To do
Nothing but the records, repeated exactly, should form the response.

Stored data entries:
BEGIN
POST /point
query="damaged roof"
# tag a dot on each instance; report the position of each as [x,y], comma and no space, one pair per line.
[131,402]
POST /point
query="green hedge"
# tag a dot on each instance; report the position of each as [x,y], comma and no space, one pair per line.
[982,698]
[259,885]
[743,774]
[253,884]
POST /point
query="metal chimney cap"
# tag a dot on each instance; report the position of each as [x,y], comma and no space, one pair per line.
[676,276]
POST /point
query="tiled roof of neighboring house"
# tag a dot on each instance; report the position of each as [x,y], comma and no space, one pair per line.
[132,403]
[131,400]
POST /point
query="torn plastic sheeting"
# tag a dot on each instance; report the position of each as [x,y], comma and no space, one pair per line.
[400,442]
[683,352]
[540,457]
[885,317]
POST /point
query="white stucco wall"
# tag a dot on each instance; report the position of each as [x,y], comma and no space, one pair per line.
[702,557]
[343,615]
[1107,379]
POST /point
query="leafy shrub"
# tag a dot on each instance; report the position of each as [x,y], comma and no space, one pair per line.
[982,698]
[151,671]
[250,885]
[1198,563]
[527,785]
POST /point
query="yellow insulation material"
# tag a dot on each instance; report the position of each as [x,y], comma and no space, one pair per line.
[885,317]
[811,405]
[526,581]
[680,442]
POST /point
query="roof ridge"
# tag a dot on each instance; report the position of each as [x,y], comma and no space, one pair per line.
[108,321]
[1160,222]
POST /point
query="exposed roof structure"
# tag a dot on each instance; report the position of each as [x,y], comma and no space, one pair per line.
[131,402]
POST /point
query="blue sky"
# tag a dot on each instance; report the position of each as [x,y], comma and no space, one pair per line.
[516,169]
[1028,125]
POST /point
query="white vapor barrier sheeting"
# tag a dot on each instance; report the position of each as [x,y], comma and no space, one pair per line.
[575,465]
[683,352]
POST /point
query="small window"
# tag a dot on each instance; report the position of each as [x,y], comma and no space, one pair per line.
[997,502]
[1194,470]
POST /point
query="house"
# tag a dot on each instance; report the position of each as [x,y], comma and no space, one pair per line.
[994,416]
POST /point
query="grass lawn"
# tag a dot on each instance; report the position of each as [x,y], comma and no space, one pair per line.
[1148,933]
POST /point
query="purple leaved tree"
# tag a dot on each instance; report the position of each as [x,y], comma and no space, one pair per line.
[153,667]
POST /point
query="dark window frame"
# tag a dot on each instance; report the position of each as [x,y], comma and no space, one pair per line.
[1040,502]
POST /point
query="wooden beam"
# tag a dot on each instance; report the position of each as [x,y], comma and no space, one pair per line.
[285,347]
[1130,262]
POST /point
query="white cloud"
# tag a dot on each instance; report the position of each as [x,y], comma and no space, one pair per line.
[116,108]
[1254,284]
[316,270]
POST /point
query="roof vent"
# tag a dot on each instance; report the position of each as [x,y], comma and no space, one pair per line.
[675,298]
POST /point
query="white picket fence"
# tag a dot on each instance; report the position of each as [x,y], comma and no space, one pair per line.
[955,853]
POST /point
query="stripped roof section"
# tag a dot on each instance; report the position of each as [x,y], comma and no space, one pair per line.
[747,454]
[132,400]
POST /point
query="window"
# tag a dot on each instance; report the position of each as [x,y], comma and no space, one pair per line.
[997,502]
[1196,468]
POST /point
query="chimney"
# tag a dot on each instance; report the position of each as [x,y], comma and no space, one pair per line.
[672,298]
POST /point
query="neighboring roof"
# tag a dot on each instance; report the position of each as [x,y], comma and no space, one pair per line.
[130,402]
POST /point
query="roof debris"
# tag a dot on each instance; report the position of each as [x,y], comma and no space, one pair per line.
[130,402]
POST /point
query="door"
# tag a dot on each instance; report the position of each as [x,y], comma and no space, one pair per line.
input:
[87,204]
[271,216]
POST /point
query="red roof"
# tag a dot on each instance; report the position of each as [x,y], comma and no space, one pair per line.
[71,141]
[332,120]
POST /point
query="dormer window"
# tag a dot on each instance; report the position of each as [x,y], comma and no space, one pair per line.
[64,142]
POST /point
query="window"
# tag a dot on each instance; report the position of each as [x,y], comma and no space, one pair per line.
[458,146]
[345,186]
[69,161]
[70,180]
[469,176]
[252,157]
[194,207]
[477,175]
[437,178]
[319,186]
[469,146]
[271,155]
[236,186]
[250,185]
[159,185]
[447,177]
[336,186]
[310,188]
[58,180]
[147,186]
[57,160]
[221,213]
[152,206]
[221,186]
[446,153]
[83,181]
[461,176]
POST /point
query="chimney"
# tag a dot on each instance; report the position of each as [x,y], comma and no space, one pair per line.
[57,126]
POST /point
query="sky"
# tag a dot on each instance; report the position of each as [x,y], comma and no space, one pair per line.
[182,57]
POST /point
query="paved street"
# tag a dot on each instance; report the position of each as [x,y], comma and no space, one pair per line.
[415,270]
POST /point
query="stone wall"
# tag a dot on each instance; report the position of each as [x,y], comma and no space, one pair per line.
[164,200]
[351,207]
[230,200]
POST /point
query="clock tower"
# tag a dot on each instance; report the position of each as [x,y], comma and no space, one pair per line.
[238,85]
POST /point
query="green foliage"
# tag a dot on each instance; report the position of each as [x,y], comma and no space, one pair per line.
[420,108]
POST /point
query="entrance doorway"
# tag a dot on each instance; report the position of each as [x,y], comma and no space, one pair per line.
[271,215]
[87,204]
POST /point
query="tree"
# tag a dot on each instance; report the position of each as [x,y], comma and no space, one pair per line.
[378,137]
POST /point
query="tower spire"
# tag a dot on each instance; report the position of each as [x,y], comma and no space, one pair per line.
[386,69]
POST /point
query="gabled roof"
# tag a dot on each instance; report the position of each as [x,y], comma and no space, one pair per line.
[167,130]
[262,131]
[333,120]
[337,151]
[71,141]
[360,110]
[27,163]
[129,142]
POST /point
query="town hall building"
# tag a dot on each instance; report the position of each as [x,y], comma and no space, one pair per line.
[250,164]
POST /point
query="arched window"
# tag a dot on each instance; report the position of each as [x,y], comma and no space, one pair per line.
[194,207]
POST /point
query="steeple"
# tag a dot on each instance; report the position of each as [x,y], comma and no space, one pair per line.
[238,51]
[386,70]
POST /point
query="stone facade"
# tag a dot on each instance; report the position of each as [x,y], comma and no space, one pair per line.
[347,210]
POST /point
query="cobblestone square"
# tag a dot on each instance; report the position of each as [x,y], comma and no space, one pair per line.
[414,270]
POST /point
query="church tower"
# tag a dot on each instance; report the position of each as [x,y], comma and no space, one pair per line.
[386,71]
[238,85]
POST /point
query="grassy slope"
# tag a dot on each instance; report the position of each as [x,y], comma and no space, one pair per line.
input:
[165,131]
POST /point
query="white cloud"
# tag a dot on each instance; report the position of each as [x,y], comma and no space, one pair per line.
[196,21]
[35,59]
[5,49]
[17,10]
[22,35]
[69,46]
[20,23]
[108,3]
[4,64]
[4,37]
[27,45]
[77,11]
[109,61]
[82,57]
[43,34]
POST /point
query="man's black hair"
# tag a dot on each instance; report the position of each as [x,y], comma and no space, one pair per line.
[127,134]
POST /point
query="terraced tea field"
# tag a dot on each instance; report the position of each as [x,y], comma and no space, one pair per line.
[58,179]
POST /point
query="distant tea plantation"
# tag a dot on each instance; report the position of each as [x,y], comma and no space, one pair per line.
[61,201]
END
Answer section
POST /point
query="damaged roof"
# tag a dot on each instance; report the position of each as [x,y], comma and no space, one pair per line.
[131,402]
POST /point
query="green hedge"
# tag a dot on each instance; report the position of each as [x,y], comma and no space, one pair per line.
[982,698]
[259,885]
[743,774]
[253,884]
POST /point
query="metal chimney cap"
# tag a dot on each instance; report the position of each as [x,y], comma and no space, one pair per line.
[676,276]
POST /point
query="tiled roof of neighboring house"
# tag a dot on each instance; report the position of each as [x,y], comma and no space, one pair per line.
[132,403]
[131,400]
POST /point
query="torn plastic sheeting"
# tag a dot on each instance; report the position of each as [x,y], comma and no space, one pair per line.
[400,442]
[683,352]
[540,457]
[885,317]
POST /point
query="white stucco wall"
# tag a dot on each instance; report the position of each as [x,y], comma and no space, one pair per line.
[702,557]
[343,615]
[1107,379]
POST /point
query="leafy shrub"
# tag a dot on each instance; report the position of each as [x,y], comma and no space, one pair per line.
[982,698]
[151,671]
[250,885]
[1198,563]
[527,785]
POST /point
query="yellow insulation material"
# tag a dot on each instance; report the position of each as [x,y], comma and no space, one pair per line.
[885,317]
[811,405]
[526,581]
[680,442]
POST /point
query="roof ridge"
# tag a dot on each instance; report the position of each as [x,y], comma and no space, one pair per line.
[108,321]
[1160,222]
POST /point
query="exposed roof structure"
# tag a dot on each instance; report the position of each as [x,y], comma and no space, one pair per line.
[131,402]
POST /point
query="blue sky"
# tag a dot on each instance; report the position of each as [x,y], comma and no space, one pair per line.
[516,169]
[1028,125]
POST /point
query="white vapor barrier sheeting"
# tag a dot on each instance; report the position of each as [x,y], comma and no space, one pair per line.
[575,465]
[683,352]
POST /point
query="small window"
# tag a dot on each instance; report the position of each as [x,y], comma and no space, one pair per line.
[997,502]
[1194,470]
POST /point
query="house"
# tag a dot on each instance; report the position of each as [x,y], comma and no space, one pair per line.
[994,416]
POST /point
query="grass lawn"
# tag a dot on each instance; report the position of each as [x,y], comma and no space, one pair per line.
[1148,933]
POST /point
query="purple leaved tree"
# tag a dot on each instance; report the position of each as [x,y], comma and no space, one pair per line.
[153,667]
POST /point
query="dark window frame"
# tag a dot on each instance; report the position of each as [x,y], comma and no space, one pair per line.
[1040,502]
POST /point
query="wooden beam"
# tag a dot on each instance; report the position of each as [x,y], comma and no space, one pair per line.
[285,347]
[1130,262]
POST /point
query="white cloud"
# tag a dot on each instance; report the position of each as [x,y], comma and no space, one pair per line.
[116,108]
[1254,284]
[316,270]
POST /point
query="roof vent"
# tag a dot on each instance; report the position of each as [x,y], comma and no space, one pair per line.
[675,298]
POST /point
query="white picket fence"
# tag a dot on each instance; report the position of each as [x,y], comma and no space, one pair per line.
[955,853]
POST /point
query="stripped roof section"
# tag a dot on each instance; report the position of each as [x,y], comma and no space, one pair per line.
[747,454]
[132,400]
POST /point
query="window"
# tag a dot on each instance; report the position of each as [x,y], comma and no space, one pair per line.
[997,502]
[1196,468]
POST /point
query="chimney"
# tag a dot on each instance; report the position of each as [x,y], comma and no space, one pair per line.
[672,298]
POST /point
query="neighboring roof"
# tag a dot on each instance; report the position of each as [x,y], comma and no space, one pair per line.
[130,402]
POST /point
query="roof debris"
# tag a dot on each instance; report the position of each as [x,y], comma and no space, one pair per line.
[130,402]
POST /point
query="door"
# tag a dot on each instance; report the position of each as [x,y], comma and no space, one pair per line.
input:
[87,204]
[271,216]
POST /point
query="red roof"
# tag a dot on each instance; report the position of each as [x,y], comma and no space, one pair per line.
[71,141]
[332,120]
POST /point
query="dormer window"
# tag a dot on each instance; report the position of each as [x,y], comma and no space, one pair per line.
[64,142]
POST /point
query="window"
# tag a dot on each instance; report the position of each as [x,y], comma and no space, one pair per line.
[458,146]
[345,186]
[69,161]
[70,180]
[469,176]
[252,157]
[194,207]
[477,175]
[437,178]
[319,186]
[469,146]
[271,155]
[236,186]
[250,185]
[159,185]
[447,177]
[336,186]
[310,188]
[58,180]
[147,186]
[57,160]
[221,213]
[152,206]
[221,186]
[446,153]
[83,181]
[461,176]
POST /point
query="chimney"
# tag a dot on each instance; report the position of each as [x,y], comma and no space, one pair per line.
[57,126]
POST /point
query="sky"
# tag a dot on each instance; report the position of each as [x,y], comma and no space, one pair per line.
[182,57]
POST /point
query="paved street"
# tag a dot on each instance; report the position of each as [x,y], comma and no space, one pair per line.
[415,270]
POST /point
query="stone wall"
# tag a dot on each instance; report the position of each as [x,y], comma and no space, one pair per line.
[164,200]
[351,207]
[230,200]
POST /point
query="clock tower"
# tag a dot on each instance; report the position of each as [x,y], comma and no space, one pair per line.
[238,85]
POST /point
query="green foliage"
# tag a dot on each instance; report the position of each as [x,y], comma and no space, one pair per line.
[420,108]
POST /point
query="entrance doorway"
# tag a dot on each instance; report the position of each as [x,y], comma and no space, one pair per line.
[271,215]
[87,204]
POST /point
query="tree"
# tag a dot on each instance; report the position of each as [x,y], comma and no space, one pair per line.
[378,137]
POST /point
query="tower spire"
# tag a dot on each instance; report the position of each as [x,y], comma and no space, one pair per line.
[386,69]
POST /point
query="gabled roof"
# tag a dot on each instance; report the position of each as [x,y], comma and no space, one pair per line.
[167,130]
[262,131]
[333,120]
[337,151]
[71,141]
[360,110]
[27,163]
[129,142]
POST /point
query="town hall building"
# tag a dot on each instance; report the position of each as [x,y], comma and no space, one pair per line.
[250,164]
POST /point
query="arched window"
# tag a dot on each instance; report the position of each as [x,y], comma and no space, one pair per line.
[194,207]
POST /point
query="steeple"
# tag a dot on each instance; report the position of each as [x,y], comma and no space, one pair per line.
[238,51]
[386,70]
POST /point
query="stone facade"
# tag a dot on each instance; report the position of each as [x,y], comma and no space, one pair per line.
[347,210]
POST /point
query="cobblestone square"
# tag a dot on each instance; report the position of each as [x,y], comma and no space, one pair per line.
[414,270]
POST /point
query="church tower"
# tag a dot on each instance; report the position of each as [x,y], comma and no space, one pair per line.
[386,71]
[238,85]
POST /point
query="grassy slope"
# tag a dot on each instance; report the position of each as [x,y], comma and no space, one pair per line.
input:
[165,131]
POST /point
query="white cloud"
# tag a dot on each instance; report the position of each as [x,y], comma and no space, one pair per line.
[196,21]
[35,59]
[5,49]
[17,10]
[22,35]
[69,46]
[20,23]
[108,3]
[4,64]
[4,37]
[27,45]
[77,11]
[109,61]
[82,57]
[43,34]
POST /point
query="man's black hair"
# tag a dot on each instance; report the position of each as [x,y], comma and no space, one pair per line.
[127,134]
POST /point
query="terraced tea field"
# tag a dot on each instance; report the position of each as [x,y], comma and no space, one pair per line.
[58,179]
POST /point
query="distant tea plantation"
# tag a dot on each instance; report the position of each as [x,y], comma and no space, one pair per line.
[61,201]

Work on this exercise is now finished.